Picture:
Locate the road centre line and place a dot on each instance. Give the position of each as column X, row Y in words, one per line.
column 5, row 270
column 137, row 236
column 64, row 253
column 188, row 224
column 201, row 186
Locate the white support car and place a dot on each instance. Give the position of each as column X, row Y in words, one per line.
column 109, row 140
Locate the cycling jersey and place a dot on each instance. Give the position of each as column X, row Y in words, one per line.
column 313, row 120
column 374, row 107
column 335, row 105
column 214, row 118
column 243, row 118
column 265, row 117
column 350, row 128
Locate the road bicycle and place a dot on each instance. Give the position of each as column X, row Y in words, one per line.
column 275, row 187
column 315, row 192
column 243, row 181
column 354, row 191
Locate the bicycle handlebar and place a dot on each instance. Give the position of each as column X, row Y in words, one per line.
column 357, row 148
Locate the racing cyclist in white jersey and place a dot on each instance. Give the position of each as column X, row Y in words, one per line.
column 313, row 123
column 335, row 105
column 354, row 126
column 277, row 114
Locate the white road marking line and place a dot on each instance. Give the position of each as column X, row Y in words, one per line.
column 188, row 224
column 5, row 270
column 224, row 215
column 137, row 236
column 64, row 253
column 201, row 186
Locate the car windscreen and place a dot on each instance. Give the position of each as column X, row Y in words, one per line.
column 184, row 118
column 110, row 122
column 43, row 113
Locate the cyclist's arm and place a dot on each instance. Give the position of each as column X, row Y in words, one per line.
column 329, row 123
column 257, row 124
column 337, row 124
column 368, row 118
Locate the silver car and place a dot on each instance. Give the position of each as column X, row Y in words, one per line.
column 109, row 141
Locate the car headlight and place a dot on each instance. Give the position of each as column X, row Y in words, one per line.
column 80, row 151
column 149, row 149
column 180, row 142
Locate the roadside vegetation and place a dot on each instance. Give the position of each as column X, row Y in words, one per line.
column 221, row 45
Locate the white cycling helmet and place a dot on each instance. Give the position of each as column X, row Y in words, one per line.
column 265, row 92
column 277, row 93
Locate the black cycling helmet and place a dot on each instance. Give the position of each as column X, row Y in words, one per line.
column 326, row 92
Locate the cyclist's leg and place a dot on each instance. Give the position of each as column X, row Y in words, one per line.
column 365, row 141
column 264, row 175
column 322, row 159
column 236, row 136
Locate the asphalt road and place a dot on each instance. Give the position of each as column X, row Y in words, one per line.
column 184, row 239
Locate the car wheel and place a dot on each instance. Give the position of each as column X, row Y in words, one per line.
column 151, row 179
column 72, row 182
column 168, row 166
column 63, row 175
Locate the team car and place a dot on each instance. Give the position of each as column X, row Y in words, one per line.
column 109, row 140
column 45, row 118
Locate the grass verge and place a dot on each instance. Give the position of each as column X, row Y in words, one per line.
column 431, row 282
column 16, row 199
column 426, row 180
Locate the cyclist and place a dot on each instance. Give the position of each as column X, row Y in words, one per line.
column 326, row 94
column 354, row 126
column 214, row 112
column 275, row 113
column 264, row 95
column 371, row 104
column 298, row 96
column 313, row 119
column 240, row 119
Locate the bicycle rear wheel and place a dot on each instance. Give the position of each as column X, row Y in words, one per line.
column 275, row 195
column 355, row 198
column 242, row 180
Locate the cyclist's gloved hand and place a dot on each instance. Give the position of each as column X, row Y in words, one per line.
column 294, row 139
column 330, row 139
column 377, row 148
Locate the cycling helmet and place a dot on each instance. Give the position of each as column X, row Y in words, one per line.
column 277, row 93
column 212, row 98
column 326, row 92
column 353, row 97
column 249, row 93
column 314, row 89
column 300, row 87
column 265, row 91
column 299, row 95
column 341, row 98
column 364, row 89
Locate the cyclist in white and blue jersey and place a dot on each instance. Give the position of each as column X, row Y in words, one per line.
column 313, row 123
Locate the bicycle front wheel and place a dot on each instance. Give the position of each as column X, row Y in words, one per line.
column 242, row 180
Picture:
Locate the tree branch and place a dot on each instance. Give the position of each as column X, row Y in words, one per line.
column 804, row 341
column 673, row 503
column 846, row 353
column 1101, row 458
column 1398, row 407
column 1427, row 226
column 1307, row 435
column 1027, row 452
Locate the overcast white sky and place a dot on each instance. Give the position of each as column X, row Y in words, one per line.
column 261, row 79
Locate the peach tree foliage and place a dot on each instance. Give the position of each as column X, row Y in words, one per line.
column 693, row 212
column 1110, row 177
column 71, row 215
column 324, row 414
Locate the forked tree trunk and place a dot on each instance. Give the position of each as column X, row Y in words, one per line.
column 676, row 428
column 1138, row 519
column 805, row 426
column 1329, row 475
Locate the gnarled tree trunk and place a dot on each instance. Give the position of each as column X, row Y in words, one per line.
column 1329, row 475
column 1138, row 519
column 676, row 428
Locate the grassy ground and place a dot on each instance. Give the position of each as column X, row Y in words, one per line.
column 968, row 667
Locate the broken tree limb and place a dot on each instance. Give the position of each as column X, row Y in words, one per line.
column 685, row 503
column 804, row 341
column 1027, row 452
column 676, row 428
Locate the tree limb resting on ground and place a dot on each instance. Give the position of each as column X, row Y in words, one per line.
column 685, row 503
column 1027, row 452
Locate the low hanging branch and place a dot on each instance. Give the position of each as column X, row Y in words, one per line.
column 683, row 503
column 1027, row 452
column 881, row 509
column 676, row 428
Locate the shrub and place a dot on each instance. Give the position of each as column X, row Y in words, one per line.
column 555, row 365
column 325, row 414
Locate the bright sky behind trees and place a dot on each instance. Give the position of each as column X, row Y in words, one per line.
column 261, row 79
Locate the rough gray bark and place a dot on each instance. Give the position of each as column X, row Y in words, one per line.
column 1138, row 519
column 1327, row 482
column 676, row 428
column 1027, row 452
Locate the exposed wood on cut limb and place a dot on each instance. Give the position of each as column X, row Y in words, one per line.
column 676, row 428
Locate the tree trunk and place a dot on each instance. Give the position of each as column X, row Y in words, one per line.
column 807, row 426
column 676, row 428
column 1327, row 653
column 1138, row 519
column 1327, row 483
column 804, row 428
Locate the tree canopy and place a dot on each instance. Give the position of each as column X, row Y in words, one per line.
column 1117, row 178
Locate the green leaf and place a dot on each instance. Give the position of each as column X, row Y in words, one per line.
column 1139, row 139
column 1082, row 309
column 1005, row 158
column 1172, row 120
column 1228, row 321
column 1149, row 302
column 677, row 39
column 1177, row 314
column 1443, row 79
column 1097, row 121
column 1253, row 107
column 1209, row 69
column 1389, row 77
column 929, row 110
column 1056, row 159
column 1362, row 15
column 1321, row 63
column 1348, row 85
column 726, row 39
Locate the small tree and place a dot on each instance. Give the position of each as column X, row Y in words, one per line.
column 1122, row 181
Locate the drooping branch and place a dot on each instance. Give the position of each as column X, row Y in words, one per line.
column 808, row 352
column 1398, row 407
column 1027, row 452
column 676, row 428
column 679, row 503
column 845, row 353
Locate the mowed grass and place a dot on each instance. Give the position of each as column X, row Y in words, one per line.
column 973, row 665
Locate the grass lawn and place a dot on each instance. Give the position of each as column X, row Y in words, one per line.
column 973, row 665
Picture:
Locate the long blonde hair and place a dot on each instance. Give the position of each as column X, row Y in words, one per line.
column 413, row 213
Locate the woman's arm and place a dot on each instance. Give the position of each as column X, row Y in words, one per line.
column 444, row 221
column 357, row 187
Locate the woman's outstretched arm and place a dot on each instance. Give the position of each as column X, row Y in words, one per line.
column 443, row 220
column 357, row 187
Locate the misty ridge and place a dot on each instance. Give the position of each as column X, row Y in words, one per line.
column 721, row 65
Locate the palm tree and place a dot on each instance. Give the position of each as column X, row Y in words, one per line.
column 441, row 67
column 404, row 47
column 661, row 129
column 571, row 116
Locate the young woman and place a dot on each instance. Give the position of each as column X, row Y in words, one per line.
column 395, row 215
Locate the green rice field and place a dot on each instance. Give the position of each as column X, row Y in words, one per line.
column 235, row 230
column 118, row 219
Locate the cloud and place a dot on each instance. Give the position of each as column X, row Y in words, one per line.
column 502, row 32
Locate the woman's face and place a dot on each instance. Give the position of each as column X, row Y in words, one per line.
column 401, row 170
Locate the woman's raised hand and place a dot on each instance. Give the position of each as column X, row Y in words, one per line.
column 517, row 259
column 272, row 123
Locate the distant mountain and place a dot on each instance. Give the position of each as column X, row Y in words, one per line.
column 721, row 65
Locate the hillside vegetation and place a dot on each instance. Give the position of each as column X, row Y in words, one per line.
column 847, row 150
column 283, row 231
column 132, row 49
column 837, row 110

# [TASK PROMPT]
Exactly reproduce the lines from the one containing "Locate the distant" through the end of the records, and only those lines.

# [RESULT FOR THIS TASK]
Locate the distant mountain and place a dot on each instance. Give the position of each as column X, row Y in words, one per line.
column 721, row 65
Locate the hillside vegetation and place a dot on each instance. Give the position of each as column X, row Y in words, one per line.
column 847, row 150
column 283, row 231
column 132, row 49
column 837, row 110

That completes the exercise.